Copy all of the material below exactly.

» Material provided:
-- begin --
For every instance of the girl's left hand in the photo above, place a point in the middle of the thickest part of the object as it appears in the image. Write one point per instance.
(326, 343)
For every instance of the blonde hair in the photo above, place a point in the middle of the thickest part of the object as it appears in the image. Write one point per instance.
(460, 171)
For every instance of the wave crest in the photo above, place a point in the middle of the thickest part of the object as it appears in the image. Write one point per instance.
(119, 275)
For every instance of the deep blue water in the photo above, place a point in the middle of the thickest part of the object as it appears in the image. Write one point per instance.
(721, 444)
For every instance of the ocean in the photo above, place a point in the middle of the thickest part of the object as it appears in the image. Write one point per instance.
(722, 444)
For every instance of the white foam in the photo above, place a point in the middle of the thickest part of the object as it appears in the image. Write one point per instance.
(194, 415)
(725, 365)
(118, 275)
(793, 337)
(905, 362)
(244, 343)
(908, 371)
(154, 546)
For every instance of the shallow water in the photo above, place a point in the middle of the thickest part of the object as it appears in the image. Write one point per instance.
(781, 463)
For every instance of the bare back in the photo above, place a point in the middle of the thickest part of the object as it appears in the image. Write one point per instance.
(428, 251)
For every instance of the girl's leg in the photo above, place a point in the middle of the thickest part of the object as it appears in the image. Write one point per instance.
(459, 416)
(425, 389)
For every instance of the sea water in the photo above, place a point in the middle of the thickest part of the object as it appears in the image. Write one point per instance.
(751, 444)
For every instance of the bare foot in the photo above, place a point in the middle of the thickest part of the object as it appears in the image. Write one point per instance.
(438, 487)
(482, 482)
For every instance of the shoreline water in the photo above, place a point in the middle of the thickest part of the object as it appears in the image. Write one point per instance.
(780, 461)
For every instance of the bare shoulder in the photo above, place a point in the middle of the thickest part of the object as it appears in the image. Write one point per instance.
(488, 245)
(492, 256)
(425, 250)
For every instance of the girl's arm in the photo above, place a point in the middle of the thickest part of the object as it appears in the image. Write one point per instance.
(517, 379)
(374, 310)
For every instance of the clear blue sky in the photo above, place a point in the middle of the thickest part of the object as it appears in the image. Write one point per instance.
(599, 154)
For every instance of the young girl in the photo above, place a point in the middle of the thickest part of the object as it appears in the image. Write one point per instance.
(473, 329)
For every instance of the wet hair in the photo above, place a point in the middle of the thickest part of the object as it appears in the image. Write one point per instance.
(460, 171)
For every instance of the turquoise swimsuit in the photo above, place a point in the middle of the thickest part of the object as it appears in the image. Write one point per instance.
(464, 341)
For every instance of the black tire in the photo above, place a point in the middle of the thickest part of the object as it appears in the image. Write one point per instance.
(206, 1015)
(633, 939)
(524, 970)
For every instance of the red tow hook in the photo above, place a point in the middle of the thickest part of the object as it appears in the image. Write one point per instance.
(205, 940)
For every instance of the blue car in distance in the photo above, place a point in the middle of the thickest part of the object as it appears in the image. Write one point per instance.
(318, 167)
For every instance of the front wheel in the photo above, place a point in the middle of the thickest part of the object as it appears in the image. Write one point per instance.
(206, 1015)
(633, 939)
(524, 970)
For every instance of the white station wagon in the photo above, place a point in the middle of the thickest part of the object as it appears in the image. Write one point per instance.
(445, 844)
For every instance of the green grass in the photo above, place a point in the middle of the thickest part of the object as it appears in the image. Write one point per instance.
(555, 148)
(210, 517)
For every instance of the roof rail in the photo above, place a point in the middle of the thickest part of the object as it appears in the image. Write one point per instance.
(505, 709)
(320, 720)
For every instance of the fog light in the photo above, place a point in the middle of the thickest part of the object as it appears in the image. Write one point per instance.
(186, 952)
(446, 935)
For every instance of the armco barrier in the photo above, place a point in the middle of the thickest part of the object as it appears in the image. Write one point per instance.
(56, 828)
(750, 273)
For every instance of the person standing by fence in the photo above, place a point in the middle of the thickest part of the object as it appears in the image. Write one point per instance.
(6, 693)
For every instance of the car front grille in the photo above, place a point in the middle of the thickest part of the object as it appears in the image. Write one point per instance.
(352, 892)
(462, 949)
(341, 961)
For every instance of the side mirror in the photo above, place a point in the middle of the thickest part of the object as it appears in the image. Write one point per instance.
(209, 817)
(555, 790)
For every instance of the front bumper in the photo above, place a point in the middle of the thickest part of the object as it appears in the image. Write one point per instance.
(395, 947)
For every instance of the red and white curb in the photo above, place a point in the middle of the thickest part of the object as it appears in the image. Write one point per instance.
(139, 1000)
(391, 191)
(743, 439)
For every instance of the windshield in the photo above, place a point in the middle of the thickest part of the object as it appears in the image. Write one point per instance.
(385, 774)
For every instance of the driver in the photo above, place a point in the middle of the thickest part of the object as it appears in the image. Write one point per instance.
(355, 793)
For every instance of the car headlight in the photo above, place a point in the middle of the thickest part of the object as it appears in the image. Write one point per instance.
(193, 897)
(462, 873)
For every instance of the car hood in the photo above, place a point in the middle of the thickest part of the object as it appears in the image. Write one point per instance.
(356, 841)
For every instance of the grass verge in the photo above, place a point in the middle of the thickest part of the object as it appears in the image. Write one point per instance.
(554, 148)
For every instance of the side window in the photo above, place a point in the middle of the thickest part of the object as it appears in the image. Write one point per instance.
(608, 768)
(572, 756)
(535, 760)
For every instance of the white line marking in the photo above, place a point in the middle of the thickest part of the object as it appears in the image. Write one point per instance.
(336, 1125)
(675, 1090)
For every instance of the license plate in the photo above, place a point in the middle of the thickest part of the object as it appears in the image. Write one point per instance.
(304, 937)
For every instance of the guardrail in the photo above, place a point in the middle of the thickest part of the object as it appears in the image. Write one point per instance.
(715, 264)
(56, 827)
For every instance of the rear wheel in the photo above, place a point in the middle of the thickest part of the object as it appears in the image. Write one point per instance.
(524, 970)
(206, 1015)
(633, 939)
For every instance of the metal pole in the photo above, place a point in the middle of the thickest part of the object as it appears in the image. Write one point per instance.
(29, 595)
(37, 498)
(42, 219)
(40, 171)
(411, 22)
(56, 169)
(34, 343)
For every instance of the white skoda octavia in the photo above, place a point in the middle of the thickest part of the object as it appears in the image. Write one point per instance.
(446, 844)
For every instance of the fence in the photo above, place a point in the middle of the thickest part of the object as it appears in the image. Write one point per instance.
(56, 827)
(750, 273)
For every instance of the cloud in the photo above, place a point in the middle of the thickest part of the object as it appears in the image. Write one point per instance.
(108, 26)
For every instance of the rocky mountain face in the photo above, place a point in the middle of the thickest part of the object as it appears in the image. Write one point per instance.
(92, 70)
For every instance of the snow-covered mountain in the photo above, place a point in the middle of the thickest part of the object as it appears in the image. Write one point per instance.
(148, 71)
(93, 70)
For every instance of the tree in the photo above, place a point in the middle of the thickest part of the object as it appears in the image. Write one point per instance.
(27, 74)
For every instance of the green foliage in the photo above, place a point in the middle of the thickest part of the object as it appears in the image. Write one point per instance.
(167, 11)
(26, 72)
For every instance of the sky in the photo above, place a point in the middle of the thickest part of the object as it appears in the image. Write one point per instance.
-- end --
» Expected answer:
For every instance of the girl's left hand in the photo above, place a point in the middle of the thickest part of the object as it appears in the image. Write one point per instance.
(326, 343)
For every instance of the blonde hair in the photo above, place a point in the middle of the thickest part of the object as it appears in the image. Write one point per instance.
(460, 171)
For every instance of the wave crest in the photo above, place a point in the middle of the thickest part of the object as it appears in the image. Write one point per instance.
(119, 275)
For every instance of the deep blue water in the photo above, place a point in the middle of the thickest part of the object as it appears in the image. Write one point per instance.
(721, 444)
For every instance of the ocean in the photo above, place a point in the middle of the thickest part of the object as it appears in the image. Write one point per instance.
(722, 444)
For every instance of the white foam in the photo above, place a point in the middle of the thickest part of the object as it appears in the image. Write one point per instance.
(194, 415)
(725, 365)
(118, 275)
(793, 337)
(905, 362)
(244, 343)
(908, 371)
(154, 546)
For every instance of the shallow water in the photo above, place a point in the middle of the thickest part of the object as it appears in the image. Write one point per instance.
(781, 463)
For every instance of the bare back in the photo above, place a point in the middle of the thickest part of the object as it appears in the image. Write one point per instance.
(428, 251)
For every instance of the girl's leg in the photo above, place a point in the middle of the thickest part of the object as it appears in the image. Write one point per instance.
(459, 416)
(425, 389)
For every instance of the sea water in the photo above, place a point in the middle of the thickest part of the object as it appears in the image. Write one point per instance.
(751, 444)
For every instance of the bare foot in the photo above, place a point in the middle of the thickest part of the object as it appears in the image. Write one point per instance.
(438, 487)
(482, 482)
For every instance of the shoreline water in the photo above, place a point in the middle of the thickest part of the object as it appears in the image. Write one point per instance.
(780, 461)
For every instance of the bare shoulder in the photo above, place a point in the middle of the thickest part of the object as it appears in the image. Write one point per instance.
(488, 245)
(492, 256)
(425, 250)
For every instance of the girl's arm in the photo above, place a point in the middle of the thickest part of the object as it appears in the image. Write one point per instance.
(517, 379)
(374, 310)
For every instance of the clear blue sky in the photo above, place a point in the middle of the thickest part of the object as it appears in the image. Write one point per instance.
(599, 154)
For every instance of the young girl in the photo above, place a point in the middle of the thickest part of the object as it appears in the image. Write one point per instance.
(473, 329)
For every instance of the wet hair in the photo above, place a point in the middle of the thickest part of the object as it appears in the image. Write one point per instance.
(460, 171)
For every instance of the turquoise swimsuit in the photo above, place a point in the middle of the thickest part of the object as it appears in the image. Write one point per instance.
(464, 341)
For every instance of the black tire in the photo above, place a point in the middle of the thickest part of the object as it appears in the image. Write one point per instance.
(206, 1015)
(633, 939)
(524, 970)
For every instance of the red tow hook in the photo above, place a point in the middle of the thickest part of the object as it appears in the image. Write one point per instance.
(205, 940)
For every instance of the blue car in distance in the photo above, place a point in the middle of the thickest part of the object as it appears in the image. Write one point per instance.
(318, 167)
For every instance of the front wheel in the photo above, place a point in the middle of the thickest part of the object as it appears in the image. Write one point per instance.
(206, 1015)
(633, 939)
(524, 970)
For every instance of the white station wagon in the photo above, place a point in the middle of the thickest part of the object as it appears in the image. Write one point per instance.
(445, 844)
For every instance of the green grass in the photo above, place a point in the middle of the thickest part of the object as it appears in the image. Write one point per instance.
(555, 148)
(210, 517)
For every instance of the roof rail in the photo above, place a point in the middle of the thickest part of the object as it appears in the image. Write one point per instance.
(505, 709)
(320, 720)
For every instance of the fog light in the photo above, place a point in the middle of the thickest part of the object as it appears in the image. Write one point per instance.
(186, 952)
(446, 935)
For every instance of the armco barrier in the photo above, place a point in the middle of the thickest part of the object as it appears in the image. Write one point per instance.
(56, 828)
(750, 273)
For every instance of the person standing by fence in the photo above, place a point in the middle of the thickest part of the object as it appears in the image. Write one point per instance.
(6, 693)
For every instance of the car front grille in the photo above, place a point in the middle of the thickest part of the object as it appears in the image. Write one point per instance.
(352, 892)
(462, 949)
(341, 961)
For every instance of the side mirror in the photo above, place a point in the middle of the thickest part of the object as it appears in the image. Write one point per instance.
(209, 817)
(555, 790)
For every instance of the front bumper in the photo above, place a point in the middle of the thickest part of the object as it appears in the image. Write one point per instance.
(395, 947)
For every instance of the red and white curb in the photo above, place a point in the middle of the thickest part of the object as it appears in the image. Write one point per instance.
(139, 1000)
(391, 191)
(743, 439)
For every instance of the windshield in the photo above, place a point in the middle of the thickest part of the object as it appears in the image. Write one point per instance.
(385, 774)
For every instance of the driver in the photo above, place a point in the middle of the thickest part of the object as it appears in the image. Write one point per instance.
(355, 793)
For every instance of the car headlight in the photo above, place a point in the middle of the thickest part of the object as it appears in the image. Write one point per instance.
(193, 897)
(462, 873)
For every instance of the car hood in the photo above, place a point in the middle of the thickest part of the object as it appears in the image. Write one point per instance.
(356, 841)
For every instance of the grass verge in the photo above, place a point in the middle of the thickest part of the object as it appears in the image. Write one point per instance.
(554, 148)
For every instance of the side window in the photo above, place a point in the middle of the thickest part of the object as it appears in the image. Write one point per instance.
(608, 768)
(572, 756)
(535, 760)
For every instance of the white line marking in the photo above, place a point in the middle of the thickest part of the object as it appears in the image. Write one point per instance.
(336, 1125)
(675, 1090)
For every instance of the license plate in the photo above, place a point in the middle of the thickest part of the object as it appears in the image. Write one point per instance.
(304, 937)
For every instance of the guardrail in the photo above, place a point in the middle of the thickest part of the object as it appears in the image. Write one point per instance.
(715, 264)
(56, 827)
For every instance of the rear wheel in the photo above, place a point in the middle of the thickest part of the object as it appears in the image. Write one point per instance.
(524, 970)
(206, 1015)
(633, 939)
For every instance of the metal pole in the photo above, place a point in the middle of the thickest part of the object as it appears in the image. Write one point per instance.
(29, 595)
(37, 498)
(42, 219)
(40, 171)
(411, 22)
(56, 169)
(34, 343)
For every instance of the white skoda octavia in the photo above, place a point in the middle of the thickest part of the object as it appears in the image. Write one point per instance.
(446, 844)
For every instance of the fence in the photo above, place a point in the middle of the thickest part of the object as it appears in the image. Write one point per instance.
(56, 827)
(750, 273)
For every instance of the cloud in the photo above, place a point in the middle of the thickest part of the object as it appears in the image. Write one point per instance.
(108, 26)
For every instance of the rocky mountain face in the photo above, place a point in the middle of the thickest part of the object as it appears in the image. Write one point per instance.
(92, 70)
For every instance of the snow-covered mountain in the photo above, place a point in the middle of the thickest part of the object as it appears in the image. Write one point per instance.
(148, 71)
(93, 70)
For every instance of the tree in the photo above, place a point in the middle of the thickest part of the object as it appears in the image. Write one point per instance.
(27, 74)
For every instance of the green foliage in the photo above, place a point in the middle of the thickest part of the object as it appears in the image. Write one point per instance.
(167, 11)
(26, 72)
For every instance of the sky in the photo above, place a point in the middle of the thickest part of the object as it appears in the image. Write one point per instance.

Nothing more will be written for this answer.